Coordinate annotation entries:
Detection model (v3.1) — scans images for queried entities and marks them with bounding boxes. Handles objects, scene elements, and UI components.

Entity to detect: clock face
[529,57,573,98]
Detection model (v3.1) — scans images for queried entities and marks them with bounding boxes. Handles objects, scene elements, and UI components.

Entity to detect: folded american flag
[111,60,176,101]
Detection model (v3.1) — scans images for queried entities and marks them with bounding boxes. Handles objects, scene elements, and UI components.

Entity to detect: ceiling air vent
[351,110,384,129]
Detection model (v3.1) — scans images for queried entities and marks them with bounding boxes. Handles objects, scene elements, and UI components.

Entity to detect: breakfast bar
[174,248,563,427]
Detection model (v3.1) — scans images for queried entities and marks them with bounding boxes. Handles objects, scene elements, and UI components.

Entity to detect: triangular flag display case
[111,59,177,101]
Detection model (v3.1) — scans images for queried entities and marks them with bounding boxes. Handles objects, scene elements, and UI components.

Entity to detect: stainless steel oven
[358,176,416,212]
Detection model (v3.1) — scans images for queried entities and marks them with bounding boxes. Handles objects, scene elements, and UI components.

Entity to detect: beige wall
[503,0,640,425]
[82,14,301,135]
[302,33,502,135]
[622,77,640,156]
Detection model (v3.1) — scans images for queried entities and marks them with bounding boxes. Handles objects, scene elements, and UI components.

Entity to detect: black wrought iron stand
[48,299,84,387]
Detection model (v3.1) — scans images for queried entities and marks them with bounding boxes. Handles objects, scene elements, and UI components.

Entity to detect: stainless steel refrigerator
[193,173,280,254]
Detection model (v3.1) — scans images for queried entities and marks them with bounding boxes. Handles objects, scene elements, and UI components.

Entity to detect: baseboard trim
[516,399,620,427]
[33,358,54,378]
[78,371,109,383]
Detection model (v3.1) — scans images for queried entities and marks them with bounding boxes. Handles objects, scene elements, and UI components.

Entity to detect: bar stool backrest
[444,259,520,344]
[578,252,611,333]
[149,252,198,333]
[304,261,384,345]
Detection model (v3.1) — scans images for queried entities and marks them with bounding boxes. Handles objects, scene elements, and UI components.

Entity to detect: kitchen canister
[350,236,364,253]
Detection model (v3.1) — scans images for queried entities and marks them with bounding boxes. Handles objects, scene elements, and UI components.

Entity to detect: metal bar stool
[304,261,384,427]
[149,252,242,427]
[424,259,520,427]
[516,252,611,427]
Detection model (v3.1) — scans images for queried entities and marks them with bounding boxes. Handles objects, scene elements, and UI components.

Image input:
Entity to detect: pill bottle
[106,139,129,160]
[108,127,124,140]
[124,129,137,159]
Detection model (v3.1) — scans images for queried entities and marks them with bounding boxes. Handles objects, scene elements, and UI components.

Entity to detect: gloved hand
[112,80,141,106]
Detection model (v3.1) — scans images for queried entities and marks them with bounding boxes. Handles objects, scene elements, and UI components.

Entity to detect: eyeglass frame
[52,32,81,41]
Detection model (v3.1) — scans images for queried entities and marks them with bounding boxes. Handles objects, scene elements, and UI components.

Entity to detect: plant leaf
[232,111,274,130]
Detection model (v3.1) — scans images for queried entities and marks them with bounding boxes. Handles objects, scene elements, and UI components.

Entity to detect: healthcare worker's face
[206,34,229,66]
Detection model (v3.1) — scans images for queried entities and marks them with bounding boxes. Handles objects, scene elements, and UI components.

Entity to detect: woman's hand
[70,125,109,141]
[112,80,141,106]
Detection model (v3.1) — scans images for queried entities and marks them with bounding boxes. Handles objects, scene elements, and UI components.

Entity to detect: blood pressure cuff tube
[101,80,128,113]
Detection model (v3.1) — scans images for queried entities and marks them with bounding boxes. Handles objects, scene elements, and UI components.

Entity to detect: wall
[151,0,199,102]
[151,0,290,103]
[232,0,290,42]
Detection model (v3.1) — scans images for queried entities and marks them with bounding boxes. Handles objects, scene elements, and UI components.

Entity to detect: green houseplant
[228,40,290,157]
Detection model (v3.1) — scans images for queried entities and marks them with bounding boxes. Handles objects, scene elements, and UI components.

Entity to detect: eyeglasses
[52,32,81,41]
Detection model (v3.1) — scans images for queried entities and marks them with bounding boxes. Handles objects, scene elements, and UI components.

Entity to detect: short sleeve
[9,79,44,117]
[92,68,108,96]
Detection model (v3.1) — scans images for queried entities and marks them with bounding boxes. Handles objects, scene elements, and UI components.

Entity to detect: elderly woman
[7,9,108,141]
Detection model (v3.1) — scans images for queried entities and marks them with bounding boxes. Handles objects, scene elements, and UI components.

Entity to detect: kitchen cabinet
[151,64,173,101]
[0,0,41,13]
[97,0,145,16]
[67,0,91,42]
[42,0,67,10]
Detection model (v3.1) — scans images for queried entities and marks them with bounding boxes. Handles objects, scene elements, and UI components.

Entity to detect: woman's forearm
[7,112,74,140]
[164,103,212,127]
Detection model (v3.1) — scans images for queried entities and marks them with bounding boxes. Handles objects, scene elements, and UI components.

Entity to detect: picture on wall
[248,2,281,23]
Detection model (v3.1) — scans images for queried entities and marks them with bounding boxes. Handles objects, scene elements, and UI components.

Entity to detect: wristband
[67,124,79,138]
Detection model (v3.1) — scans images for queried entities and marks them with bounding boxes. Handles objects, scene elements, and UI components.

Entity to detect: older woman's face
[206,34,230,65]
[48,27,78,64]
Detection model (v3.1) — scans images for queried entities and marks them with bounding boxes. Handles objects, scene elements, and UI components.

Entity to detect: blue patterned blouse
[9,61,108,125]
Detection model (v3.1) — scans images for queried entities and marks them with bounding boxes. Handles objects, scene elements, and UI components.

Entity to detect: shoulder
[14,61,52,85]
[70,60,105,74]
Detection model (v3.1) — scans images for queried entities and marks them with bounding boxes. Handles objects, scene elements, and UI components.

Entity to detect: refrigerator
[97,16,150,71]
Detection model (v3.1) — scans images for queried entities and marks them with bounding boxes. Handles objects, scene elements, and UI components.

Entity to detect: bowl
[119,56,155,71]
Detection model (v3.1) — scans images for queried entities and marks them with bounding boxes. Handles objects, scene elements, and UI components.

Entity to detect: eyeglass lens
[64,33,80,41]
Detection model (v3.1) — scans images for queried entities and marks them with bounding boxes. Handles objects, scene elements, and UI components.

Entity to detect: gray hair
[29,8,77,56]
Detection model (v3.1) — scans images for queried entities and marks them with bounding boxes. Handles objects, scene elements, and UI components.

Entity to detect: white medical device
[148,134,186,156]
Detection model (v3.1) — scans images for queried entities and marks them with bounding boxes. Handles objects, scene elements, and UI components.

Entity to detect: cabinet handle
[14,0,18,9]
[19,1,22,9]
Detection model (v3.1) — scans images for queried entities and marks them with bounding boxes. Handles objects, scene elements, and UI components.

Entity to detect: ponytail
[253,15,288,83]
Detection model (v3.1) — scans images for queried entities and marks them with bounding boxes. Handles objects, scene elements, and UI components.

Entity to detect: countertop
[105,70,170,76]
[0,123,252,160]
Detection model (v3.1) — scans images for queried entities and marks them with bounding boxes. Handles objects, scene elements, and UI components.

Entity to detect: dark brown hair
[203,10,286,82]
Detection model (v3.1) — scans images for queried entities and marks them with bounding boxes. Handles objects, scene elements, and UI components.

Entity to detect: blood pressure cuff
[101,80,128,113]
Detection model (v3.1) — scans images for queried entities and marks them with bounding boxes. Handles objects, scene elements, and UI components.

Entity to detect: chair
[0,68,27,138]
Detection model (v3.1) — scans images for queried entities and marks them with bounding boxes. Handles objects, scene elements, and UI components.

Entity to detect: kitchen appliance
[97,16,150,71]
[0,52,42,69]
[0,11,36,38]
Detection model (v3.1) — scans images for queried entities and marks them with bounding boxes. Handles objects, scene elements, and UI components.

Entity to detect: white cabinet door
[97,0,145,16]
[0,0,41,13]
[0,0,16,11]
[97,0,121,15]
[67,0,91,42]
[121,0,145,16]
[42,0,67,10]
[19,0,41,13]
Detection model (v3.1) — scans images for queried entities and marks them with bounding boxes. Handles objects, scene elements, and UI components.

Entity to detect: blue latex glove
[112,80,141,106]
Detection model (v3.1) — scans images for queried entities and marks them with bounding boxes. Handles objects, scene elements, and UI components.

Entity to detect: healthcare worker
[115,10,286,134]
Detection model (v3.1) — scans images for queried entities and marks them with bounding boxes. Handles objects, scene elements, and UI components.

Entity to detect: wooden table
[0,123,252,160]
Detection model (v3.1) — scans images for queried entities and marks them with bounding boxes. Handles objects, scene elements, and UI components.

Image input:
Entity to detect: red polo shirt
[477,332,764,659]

REQUIREMENTS: Return, character for character, the part that opens with the first line of the rows and closes with the line containing "[111,60,176,101]", with both of those lines included.

SOLUTION FOR THIS EXERCISE:
Detection model (v3.1) — scans images for queried entities and marks them with bounding boxes. Handles objects, scene elements, and UI components.

Entity to detect: clock face
[529,57,573,98]
Detection model (v3.1) — scans images for queried entities and marks them with bounding boxes. Handles objects, scene elements, and UI components.

Entity to detect: folded american flag
[111,60,176,101]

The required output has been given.